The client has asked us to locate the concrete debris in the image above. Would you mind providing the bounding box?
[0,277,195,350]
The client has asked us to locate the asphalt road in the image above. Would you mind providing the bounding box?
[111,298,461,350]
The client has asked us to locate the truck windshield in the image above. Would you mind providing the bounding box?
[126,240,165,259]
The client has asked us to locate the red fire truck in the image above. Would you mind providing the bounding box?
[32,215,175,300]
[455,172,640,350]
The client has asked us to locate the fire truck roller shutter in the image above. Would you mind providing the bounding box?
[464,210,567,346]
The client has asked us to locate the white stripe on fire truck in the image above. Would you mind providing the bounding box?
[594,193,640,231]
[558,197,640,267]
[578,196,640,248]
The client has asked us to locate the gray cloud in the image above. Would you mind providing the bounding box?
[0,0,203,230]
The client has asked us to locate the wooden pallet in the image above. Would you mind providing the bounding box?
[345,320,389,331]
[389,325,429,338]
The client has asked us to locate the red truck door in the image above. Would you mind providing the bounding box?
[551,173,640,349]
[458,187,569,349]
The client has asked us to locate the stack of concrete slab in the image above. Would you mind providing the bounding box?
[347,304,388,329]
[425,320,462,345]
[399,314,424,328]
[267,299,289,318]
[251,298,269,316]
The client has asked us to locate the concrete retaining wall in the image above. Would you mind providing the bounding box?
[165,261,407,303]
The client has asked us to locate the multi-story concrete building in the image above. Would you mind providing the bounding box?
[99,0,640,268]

****************************************

» GOAL
Reproduce all of the items above verbatim, without altering any character.

» CORRECT RESULT
The client has asked us to locate the concrete debris in the image above. Would you mind providing the bounding box?
[0,277,195,350]
The client has asked us to locate the asphalt road in the image above. Would you mind providing the bounding box?
[111,298,461,350]
The client has asked us to locate the truck windshield in the image above. Would you mind providing the bounding box?
[126,240,165,259]
The client has asked us to locate the red fire truck in the image above. Would you mind providing the bounding box?
[32,215,175,300]
[455,172,640,350]
The client has asked us to locate the fire truck roller shutter in the image above. Would you mind providing the bounding box?
[464,210,567,346]
The client has asked us to locate the white stripe on fire truck in the image above. Would you mind providing the bounding box?
[594,193,640,231]
[558,197,640,267]
[578,196,640,248]
The client has asked us to locate the gray cloud in the image above. Would you mind providing the bounding box?
[0,0,203,230]
The client has asked us to locate the wooden pallet in the image above. Would you mind providing the bounding box?
[345,320,389,331]
[389,325,429,338]
The client has asked us to locate the red truck door in the image above. Would you mind providing the bounding box?
[551,173,640,349]
[458,187,569,349]
The client has asked us to locate the stack of concrete slab in the image above. Would you mind providing the bounding box?
[347,304,388,329]
[425,320,462,345]
[399,314,424,328]
[267,299,289,318]
[251,298,269,316]
The client has asked us to locate the concrete retaining wall in the image above. Would you mind providing the bounding box?
[165,261,407,303]
The client has asked us to locate the multi-story concrete building in the image above. Would you mind providing the bounding box?
[99,0,640,268]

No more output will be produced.